WHAT IS EXPECTED: Rewrite the rows below as a Markdown table with two columns, Index and Content. Put the row's number in Index and its full text in Content, and leave out blank lines.

— start PROVIDED INFORMATION —

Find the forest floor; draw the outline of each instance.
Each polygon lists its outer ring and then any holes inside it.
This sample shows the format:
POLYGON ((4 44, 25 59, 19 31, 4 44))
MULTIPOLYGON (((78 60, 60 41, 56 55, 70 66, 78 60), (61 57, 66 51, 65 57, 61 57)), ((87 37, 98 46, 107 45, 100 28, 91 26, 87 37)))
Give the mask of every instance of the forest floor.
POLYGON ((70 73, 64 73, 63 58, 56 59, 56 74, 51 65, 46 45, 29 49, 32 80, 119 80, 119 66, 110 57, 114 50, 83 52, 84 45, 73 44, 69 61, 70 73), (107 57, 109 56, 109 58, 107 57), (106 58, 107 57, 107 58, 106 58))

— end PROVIDED INFORMATION —

EXERCISE SOLUTION:
| Index | Content |
|---|---|
| 1 | Find the forest floor; draw the outline of each instance. |
| 2 | Each polygon lists its outer ring and then any holes inside it. |
| 3 | This sample shows the format: |
| 4 | POLYGON ((4 44, 25 59, 19 31, 4 44)) |
| 5 | MULTIPOLYGON (((78 60, 60 41, 56 55, 70 66, 78 60), (61 57, 66 51, 65 57, 61 57)), ((87 37, 98 46, 107 45, 100 28, 91 26, 87 37))) |
| 6 | Give the mask of every instance of the forest floor. |
| 7 | POLYGON ((70 73, 64 73, 63 58, 56 59, 56 74, 51 65, 46 45, 29 49, 32 80, 119 80, 119 66, 110 57, 114 50, 83 52, 84 45, 73 44, 69 61, 70 73), (107 57, 109 56, 109 58, 107 57), (106 58, 107 57, 107 58, 106 58)) |